OSError: image file is truncated (28 bytes not processed) during learning

I came here stuck on exactly this same issue.

Initially, setting:
ImageFile.LOAD_TRUNCATED_IMAGES=True
solved the problem. Although in that initial case, I was using num_workers=0.

In my case, it was reproducible that defining the loaders with num_workers > 0 would end up throwing the OSError exception some time during training.

As I understand it, num_workers=0 implies that processing is done in the same execution context as the training, whereas > 0 spawns other processes.

So my guess is that the spawned processes do not have ImageFile.LOAD_TRUNCATED_IMAGES=True set in them, so they will fail when trying to import a corrupted image.

If that suspicion is correct, is there any way to perpetuate that setting to the spawned workers?

Possible confounding factors for my case:

  • this is on Windows, as my only machine with a GPU is Windows (VR rig in the office :sweat_smile:)
  • I am running a pre-release build of Pillow (6.1.0.dev0), due to encountering this issue with my dataset:
    https://github.com/python-pillow/Pillow/issues/3769

Having multiple workers was important for my application because it seems that ~75% of the total training time is spent doing something other than just calculation, even with num_workers=10.

My manual fix was to use this code to go through my datasets to find the image that was causing problems:

import tqdm

for DUT in [train_dataset, valid_dataset, test_dataset]:
    for fn,label in tqdm.tqdm(DUT.imgs):
        try:
            im = ImageFile.Image.open(fn)

◆ Directive ◆
From the forum thread about the truncated image error above, copy out the passage starting at "I came here" and ending at "spawns other processes.", without changing a word.

◆ Data provided ◆
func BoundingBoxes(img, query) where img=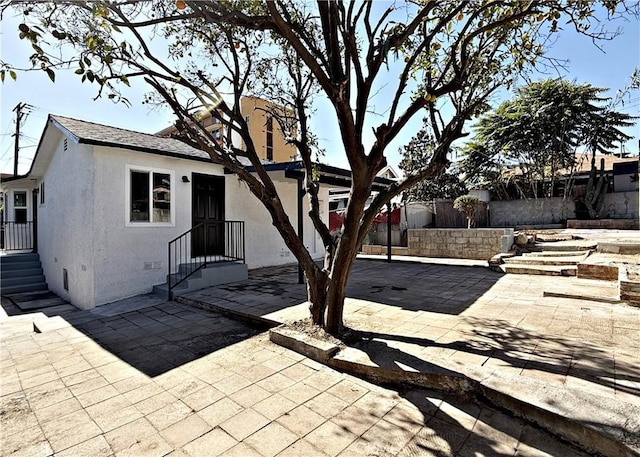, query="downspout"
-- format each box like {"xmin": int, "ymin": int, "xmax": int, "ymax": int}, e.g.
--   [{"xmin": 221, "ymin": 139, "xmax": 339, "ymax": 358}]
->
[
  {"xmin": 387, "ymin": 200, "xmax": 391, "ymax": 262},
  {"xmin": 296, "ymin": 177, "xmax": 305, "ymax": 284},
  {"xmin": 31, "ymin": 187, "xmax": 40, "ymax": 254}
]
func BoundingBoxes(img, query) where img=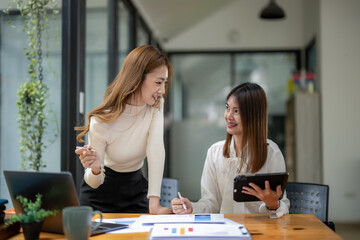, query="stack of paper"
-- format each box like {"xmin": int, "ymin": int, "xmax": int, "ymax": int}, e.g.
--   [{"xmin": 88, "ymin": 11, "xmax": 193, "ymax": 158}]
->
[{"xmin": 150, "ymin": 224, "xmax": 251, "ymax": 240}]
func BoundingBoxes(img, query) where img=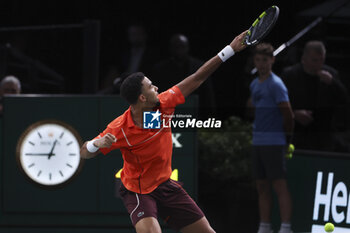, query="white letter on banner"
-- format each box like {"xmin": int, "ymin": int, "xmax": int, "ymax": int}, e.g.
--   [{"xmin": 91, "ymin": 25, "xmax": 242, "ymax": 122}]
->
[
  {"xmin": 313, "ymin": 172, "xmax": 334, "ymax": 221},
  {"xmin": 332, "ymin": 182, "xmax": 348, "ymax": 223}
]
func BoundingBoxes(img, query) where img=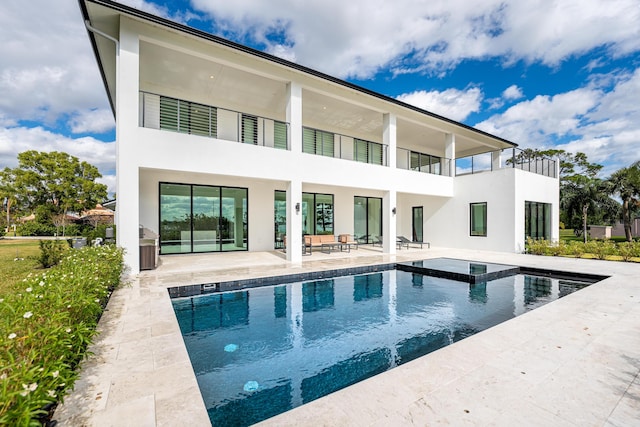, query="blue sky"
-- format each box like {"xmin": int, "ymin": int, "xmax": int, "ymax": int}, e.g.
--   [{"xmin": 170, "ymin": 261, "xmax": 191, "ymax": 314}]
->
[{"xmin": 0, "ymin": 0, "xmax": 640, "ymax": 191}]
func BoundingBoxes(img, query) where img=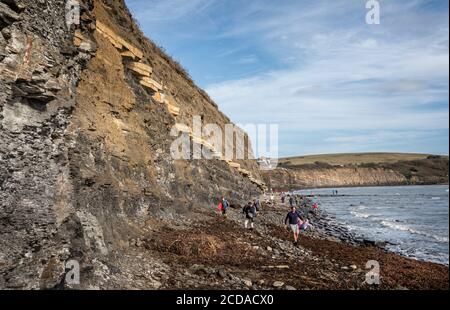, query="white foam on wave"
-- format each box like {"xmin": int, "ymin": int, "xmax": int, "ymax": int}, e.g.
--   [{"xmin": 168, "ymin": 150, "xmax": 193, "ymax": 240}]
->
[
  {"xmin": 381, "ymin": 221, "xmax": 448, "ymax": 243},
  {"xmin": 350, "ymin": 211, "xmax": 371, "ymax": 219}
]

◆ Result ◆
I came here stuck on exactly this same issue.

Initially, setting:
ImageFile.LOAD_TRUNCATED_IMAGES=True
solved the problem. Although in that initial case, I was using num_workers=0.

In my case, it was reproducible that defining the loaders with num_workers > 0 would end up throwing the OSError exception some time during training.

As I understand it, num_workers=0 implies that processing is done in the same execution context as the training, whereas > 0 spawns other processes.